Records to process -
================================

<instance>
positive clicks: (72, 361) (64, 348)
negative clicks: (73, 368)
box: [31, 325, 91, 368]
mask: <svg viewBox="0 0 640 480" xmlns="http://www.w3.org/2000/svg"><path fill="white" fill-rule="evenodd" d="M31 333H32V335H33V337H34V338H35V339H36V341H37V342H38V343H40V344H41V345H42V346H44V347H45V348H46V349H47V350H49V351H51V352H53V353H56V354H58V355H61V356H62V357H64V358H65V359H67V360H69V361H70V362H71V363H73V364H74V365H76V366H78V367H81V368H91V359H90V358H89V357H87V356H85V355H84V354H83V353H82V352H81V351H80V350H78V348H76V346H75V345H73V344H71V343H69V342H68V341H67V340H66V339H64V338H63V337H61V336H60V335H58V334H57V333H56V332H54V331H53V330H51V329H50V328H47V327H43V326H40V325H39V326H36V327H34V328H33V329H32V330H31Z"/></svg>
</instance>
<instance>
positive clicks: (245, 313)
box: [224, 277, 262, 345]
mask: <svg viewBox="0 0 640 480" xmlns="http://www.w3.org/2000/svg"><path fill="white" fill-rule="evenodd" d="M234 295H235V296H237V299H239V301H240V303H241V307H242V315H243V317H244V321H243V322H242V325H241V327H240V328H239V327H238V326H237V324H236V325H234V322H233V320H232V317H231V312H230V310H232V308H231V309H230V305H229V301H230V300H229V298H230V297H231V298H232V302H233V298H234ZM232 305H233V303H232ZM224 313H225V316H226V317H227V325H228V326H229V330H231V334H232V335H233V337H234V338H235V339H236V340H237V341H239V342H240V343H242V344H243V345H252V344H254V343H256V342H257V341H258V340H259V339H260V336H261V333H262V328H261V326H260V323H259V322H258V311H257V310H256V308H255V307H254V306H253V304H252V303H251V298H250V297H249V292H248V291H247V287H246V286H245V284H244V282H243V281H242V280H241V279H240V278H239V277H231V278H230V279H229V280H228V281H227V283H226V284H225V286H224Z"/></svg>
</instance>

================================

Take the lines from the start of the records through the line holding "positive clicks: (245, 313)", both included, and please print them exactly, with nothing else.

Finished task -
<instance>
positive clicks: (72, 361) (64, 348)
negative clicks: (73, 368)
box: [31, 325, 91, 368]
mask: <svg viewBox="0 0 640 480" xmlns="http://www.w3.org/2000/svg"><path fill="white" fill-rule="evenodd" d="M31 333H32V335H33V337H34V338H35V339H36V341H37V342H38V343H40V344H41V345H42V346H44V347H45V348H46V349H47V350H49V351H51V352H53V353H56V354H58V355H61V356H62V357H64V358H65V359H67V360H69V361H70V362H71V363H73V364H74V365H76V366H78V367H81V368H91V359H90V358H89V357H87V356H85V355H84V354H83V353H82V352H81V351H80V350H78V348H76V346H75V345H73V344H71V343H69V342H68V341H67V340H66V339H64V338H63V337H61V336H60V335H58V334H57V333H56V332H54V331H53V330H51V329H50V328H47V327H43V326H40V325H39V326H36V327H34V328H33V329H32V330H31Z"/></svg>
</instance>
<instance>
positive clicks: (245, 313)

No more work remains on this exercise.